> Task to carry out
Reproduce, word for word, the part of the data below that opens with the line containing "Pinpoint the snowy" and closes with the line containing "124,263,178,302", including both of those lines. Leave the pictures out of your answer.

> Task inputs
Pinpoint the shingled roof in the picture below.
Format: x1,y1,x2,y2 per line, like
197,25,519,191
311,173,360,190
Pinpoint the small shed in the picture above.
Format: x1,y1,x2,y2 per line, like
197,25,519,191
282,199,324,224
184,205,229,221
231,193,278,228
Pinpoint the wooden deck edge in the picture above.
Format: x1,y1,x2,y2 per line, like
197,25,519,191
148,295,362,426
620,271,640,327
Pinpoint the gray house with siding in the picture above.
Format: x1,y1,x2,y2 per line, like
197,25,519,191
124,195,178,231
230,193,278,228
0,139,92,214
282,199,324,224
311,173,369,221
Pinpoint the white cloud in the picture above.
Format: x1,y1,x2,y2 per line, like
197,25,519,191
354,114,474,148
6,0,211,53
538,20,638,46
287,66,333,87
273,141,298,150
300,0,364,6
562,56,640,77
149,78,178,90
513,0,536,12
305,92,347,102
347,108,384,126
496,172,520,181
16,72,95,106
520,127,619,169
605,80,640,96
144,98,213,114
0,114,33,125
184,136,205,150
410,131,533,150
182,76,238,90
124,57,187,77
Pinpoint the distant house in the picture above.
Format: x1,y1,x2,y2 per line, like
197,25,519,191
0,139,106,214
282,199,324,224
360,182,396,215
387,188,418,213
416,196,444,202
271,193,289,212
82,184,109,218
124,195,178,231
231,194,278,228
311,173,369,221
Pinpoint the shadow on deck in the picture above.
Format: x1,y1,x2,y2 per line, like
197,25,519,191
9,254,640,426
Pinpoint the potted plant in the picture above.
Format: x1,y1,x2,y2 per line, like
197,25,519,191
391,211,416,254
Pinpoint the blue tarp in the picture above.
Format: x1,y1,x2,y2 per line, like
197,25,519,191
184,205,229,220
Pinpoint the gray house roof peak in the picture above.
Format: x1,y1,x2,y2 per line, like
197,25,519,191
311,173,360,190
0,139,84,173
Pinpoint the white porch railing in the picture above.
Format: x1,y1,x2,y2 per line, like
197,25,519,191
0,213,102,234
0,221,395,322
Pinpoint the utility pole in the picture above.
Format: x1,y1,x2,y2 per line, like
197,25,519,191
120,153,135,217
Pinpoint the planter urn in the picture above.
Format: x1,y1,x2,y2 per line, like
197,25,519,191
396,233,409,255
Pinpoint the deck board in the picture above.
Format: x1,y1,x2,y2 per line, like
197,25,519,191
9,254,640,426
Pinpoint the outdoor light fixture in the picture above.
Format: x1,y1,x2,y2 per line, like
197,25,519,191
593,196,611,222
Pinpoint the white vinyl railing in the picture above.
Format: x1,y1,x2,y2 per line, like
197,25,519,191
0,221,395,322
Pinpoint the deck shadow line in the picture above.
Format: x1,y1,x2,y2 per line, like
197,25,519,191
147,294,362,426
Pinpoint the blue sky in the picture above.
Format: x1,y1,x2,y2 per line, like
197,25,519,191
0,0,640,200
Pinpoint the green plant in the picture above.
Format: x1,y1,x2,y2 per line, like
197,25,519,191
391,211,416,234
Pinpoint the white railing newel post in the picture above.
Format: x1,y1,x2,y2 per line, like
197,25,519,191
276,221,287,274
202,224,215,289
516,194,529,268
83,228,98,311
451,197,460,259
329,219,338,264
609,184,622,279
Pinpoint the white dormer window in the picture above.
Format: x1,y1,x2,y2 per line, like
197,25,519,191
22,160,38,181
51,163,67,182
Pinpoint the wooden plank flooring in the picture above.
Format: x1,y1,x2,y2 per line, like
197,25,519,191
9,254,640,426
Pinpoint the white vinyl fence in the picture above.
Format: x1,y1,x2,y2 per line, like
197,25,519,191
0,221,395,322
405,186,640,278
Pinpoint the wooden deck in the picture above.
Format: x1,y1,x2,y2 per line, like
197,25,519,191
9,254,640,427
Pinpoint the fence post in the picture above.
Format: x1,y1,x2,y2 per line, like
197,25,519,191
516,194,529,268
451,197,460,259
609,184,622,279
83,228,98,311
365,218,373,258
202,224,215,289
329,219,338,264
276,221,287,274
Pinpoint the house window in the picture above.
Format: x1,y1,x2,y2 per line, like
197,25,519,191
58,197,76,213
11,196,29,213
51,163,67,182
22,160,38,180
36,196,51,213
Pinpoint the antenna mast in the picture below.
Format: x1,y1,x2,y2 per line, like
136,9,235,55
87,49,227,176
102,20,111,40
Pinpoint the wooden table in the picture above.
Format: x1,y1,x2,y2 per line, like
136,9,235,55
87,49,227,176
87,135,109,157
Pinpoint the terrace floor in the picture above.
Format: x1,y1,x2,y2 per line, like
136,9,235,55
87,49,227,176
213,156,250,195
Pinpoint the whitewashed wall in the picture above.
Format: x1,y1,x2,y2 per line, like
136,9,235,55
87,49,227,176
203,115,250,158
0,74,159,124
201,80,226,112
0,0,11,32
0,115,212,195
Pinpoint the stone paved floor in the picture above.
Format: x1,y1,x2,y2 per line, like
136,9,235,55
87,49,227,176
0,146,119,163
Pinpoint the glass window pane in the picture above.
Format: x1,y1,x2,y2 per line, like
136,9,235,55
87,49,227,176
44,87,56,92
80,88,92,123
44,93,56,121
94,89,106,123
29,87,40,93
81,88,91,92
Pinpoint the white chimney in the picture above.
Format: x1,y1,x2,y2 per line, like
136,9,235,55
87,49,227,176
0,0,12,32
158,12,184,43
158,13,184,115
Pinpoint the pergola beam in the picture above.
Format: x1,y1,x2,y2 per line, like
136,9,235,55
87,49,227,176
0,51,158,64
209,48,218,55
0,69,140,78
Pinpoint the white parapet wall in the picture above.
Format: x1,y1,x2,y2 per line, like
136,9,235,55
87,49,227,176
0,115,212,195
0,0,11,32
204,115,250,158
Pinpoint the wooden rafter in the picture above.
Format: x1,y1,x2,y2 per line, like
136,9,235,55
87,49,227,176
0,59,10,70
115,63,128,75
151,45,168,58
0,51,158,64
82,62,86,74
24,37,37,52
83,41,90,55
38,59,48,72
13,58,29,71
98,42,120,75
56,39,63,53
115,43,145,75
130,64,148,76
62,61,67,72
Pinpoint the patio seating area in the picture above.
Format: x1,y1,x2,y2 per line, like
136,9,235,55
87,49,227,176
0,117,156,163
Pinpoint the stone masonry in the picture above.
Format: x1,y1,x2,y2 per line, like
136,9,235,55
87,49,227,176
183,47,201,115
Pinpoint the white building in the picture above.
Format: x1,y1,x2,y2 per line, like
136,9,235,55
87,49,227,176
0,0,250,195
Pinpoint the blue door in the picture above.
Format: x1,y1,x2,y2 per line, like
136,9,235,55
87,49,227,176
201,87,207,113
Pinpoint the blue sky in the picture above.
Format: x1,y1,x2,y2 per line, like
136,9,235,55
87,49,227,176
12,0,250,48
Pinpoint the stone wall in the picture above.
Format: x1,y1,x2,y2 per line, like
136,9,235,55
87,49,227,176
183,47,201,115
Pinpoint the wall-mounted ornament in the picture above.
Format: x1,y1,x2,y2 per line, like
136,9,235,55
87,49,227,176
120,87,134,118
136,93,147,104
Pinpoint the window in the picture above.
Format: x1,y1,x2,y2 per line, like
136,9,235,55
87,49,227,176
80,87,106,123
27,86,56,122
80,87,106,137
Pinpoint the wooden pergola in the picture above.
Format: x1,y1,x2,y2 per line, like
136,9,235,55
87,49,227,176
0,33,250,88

---

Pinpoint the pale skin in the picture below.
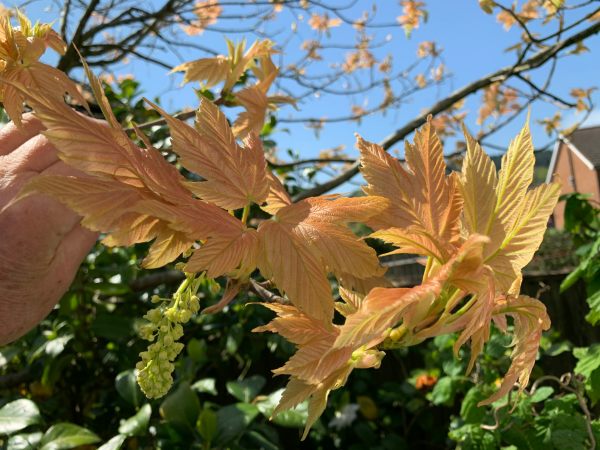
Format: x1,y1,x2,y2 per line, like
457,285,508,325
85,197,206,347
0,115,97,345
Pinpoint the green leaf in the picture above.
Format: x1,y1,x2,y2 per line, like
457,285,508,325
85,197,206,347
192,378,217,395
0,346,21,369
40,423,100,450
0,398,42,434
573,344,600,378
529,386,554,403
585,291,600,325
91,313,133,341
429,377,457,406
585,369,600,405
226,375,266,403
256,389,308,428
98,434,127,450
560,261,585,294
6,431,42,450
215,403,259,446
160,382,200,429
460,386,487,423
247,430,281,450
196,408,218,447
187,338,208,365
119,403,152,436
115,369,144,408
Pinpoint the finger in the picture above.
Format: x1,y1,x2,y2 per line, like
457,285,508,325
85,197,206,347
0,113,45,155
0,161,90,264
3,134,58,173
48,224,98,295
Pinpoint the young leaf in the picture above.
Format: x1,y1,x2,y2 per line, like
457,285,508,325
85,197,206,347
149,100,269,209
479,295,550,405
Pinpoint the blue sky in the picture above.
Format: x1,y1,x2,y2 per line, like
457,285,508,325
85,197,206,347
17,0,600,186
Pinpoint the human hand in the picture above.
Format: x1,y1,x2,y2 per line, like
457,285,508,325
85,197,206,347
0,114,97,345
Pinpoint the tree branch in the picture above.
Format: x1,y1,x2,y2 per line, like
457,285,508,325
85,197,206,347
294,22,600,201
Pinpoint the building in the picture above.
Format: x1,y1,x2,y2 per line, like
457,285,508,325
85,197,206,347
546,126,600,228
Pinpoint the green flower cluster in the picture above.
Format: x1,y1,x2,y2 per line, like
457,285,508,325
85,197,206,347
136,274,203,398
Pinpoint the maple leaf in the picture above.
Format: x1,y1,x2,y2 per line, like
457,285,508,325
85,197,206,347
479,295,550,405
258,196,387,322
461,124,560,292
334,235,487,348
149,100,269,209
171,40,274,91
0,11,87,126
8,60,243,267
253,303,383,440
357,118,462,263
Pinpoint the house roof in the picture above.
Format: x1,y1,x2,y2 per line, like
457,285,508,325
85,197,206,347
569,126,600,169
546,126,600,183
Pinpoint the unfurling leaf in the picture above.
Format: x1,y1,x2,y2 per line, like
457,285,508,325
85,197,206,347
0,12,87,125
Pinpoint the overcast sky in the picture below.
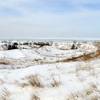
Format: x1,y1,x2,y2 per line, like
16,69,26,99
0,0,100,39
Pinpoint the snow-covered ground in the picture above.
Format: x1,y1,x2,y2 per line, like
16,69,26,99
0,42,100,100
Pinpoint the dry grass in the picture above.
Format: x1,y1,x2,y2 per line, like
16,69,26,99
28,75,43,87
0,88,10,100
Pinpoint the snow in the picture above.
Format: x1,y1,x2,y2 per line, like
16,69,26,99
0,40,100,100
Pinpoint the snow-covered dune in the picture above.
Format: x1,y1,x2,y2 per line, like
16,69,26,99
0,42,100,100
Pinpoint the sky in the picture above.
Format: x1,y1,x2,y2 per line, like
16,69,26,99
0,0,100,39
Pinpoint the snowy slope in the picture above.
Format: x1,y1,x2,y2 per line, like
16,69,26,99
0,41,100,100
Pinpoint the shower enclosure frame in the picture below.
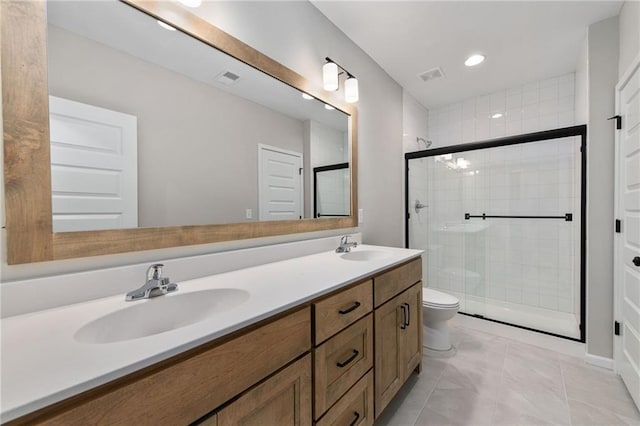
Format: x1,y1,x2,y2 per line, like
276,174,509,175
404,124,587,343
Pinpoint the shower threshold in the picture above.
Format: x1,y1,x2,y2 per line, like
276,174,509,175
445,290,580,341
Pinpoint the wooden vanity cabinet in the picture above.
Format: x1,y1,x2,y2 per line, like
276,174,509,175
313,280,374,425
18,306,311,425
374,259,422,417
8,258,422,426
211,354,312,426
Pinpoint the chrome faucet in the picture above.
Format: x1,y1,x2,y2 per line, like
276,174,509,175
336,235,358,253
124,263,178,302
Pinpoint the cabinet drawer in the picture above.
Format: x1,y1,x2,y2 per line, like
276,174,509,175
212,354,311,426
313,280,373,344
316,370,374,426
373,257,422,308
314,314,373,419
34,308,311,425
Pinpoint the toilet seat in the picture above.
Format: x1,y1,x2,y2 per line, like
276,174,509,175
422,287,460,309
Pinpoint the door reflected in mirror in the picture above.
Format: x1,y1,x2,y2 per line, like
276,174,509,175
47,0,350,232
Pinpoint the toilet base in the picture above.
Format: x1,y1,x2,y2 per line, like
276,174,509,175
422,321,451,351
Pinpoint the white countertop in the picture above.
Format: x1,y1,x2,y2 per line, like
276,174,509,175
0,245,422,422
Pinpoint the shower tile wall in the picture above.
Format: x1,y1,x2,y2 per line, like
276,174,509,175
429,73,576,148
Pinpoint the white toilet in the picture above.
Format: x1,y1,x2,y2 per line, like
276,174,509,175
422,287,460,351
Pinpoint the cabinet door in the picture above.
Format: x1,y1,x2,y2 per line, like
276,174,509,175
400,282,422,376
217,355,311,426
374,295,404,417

==

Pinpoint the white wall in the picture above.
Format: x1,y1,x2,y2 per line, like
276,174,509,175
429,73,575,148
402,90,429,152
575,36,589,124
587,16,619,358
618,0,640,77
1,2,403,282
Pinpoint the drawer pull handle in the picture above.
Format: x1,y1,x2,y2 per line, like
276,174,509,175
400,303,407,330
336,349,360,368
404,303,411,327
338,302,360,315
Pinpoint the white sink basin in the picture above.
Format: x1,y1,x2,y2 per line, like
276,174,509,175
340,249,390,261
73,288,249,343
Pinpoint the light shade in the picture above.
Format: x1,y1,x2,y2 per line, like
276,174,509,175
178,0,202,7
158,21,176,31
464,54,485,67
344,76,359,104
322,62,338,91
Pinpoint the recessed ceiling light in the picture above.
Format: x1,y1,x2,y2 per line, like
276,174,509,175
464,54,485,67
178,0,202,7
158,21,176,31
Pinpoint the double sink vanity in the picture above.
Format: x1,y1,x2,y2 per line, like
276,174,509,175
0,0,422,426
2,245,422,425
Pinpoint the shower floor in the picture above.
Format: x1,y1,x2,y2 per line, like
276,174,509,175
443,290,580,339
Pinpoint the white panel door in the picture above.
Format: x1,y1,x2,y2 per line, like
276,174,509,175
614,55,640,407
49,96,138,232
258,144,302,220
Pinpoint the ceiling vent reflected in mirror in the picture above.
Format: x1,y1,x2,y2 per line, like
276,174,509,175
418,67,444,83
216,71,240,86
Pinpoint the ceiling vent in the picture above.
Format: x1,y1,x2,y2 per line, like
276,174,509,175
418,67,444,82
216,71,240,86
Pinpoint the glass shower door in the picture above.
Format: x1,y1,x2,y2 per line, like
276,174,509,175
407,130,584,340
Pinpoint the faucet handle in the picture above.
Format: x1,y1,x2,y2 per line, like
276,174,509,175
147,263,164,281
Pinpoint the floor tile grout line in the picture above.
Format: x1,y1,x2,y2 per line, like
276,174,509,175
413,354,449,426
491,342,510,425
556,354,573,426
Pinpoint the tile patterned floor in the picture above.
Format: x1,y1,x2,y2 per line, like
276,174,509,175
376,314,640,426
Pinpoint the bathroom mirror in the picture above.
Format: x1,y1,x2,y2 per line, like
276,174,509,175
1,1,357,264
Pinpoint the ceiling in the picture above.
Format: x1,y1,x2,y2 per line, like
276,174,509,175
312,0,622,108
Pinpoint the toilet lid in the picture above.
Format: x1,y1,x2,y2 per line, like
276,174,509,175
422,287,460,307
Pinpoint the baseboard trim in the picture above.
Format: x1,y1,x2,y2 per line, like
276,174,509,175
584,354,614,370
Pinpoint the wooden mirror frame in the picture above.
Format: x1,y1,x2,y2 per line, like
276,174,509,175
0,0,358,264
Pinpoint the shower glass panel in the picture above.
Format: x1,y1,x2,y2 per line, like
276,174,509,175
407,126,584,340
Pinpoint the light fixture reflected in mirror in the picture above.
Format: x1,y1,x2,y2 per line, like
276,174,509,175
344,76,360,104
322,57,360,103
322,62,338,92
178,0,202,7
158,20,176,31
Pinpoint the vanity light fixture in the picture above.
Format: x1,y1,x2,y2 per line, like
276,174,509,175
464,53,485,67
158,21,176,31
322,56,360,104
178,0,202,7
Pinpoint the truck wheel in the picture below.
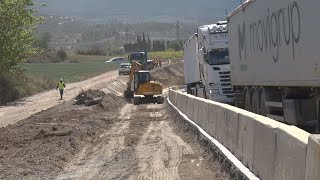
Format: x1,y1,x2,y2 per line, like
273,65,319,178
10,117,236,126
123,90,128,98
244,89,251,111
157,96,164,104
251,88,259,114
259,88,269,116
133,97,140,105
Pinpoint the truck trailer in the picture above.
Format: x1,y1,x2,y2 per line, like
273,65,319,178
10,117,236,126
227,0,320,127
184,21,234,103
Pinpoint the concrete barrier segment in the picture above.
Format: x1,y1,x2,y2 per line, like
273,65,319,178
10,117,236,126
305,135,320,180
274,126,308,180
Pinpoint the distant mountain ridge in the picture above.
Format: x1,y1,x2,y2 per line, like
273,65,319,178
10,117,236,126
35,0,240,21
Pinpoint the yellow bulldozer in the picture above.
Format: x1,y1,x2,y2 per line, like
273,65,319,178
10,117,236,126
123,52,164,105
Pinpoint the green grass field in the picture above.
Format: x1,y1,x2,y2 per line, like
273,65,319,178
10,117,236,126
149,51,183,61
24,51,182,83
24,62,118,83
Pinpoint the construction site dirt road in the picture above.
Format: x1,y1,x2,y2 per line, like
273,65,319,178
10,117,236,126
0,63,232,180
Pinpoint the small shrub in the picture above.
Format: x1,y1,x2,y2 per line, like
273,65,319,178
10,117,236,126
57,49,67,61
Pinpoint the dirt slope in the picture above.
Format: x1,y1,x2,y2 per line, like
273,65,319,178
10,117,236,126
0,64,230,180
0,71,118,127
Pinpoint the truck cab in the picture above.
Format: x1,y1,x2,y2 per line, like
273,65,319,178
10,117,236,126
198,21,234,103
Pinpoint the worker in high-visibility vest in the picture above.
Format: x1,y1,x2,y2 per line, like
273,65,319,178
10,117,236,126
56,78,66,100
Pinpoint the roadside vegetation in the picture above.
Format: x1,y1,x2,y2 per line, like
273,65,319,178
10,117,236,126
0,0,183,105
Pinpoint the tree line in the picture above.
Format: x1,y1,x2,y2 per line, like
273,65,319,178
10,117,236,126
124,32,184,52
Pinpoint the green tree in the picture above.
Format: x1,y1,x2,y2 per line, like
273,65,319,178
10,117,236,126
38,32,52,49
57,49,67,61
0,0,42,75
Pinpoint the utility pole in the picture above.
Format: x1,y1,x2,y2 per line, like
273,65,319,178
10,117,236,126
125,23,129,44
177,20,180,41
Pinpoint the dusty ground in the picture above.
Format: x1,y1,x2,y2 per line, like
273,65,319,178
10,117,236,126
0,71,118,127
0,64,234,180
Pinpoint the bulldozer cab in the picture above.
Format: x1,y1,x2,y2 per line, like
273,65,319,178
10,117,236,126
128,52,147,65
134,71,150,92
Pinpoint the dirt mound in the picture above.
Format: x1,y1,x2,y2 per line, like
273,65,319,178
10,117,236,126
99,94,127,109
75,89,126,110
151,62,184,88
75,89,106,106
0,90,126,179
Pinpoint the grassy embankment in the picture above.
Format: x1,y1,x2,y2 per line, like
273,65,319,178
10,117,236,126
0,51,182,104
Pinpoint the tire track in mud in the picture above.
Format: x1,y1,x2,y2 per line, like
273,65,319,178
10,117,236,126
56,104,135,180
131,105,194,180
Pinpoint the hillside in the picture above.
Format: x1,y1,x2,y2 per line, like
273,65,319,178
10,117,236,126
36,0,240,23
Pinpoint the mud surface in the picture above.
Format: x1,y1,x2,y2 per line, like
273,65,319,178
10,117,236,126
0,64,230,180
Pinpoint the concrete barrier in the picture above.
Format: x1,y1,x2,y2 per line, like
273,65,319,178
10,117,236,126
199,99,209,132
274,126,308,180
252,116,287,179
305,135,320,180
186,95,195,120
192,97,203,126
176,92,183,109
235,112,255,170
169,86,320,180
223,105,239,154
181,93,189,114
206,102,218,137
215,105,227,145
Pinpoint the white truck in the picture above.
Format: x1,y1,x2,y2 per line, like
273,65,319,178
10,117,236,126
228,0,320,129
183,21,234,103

> Solution to this problem
Pinpoint the snowy slope in the picture above.
Format: x1,y1,x2,y2 per line, like
16,69,26,99
0,41,100,100
Pinpoint the shower enclosure frame in the picture below.
Format: x1,y1,x2,y2 per line, like
276,174,509,175
404,124,587,343
Pinpoint the shower threshold in the picture above.
Format: x1,y1,x2,y2 per line, like
276,174,509,175
445,290,580,341
Pinpoint the wooden vanity cabinet in the picture above.
Format: x1,y1,x2,y2 per line, like
276,174,509,175
313,280,374,425
18,306,311,425
374,259,422,417
8,258,422,426
211,354,312,426
Pinpoint the chrome faucet in the picture above.
Format: x1,y1,x2,y2 per line, like
276,174,509,175
336,235,358,253
124,263,178,302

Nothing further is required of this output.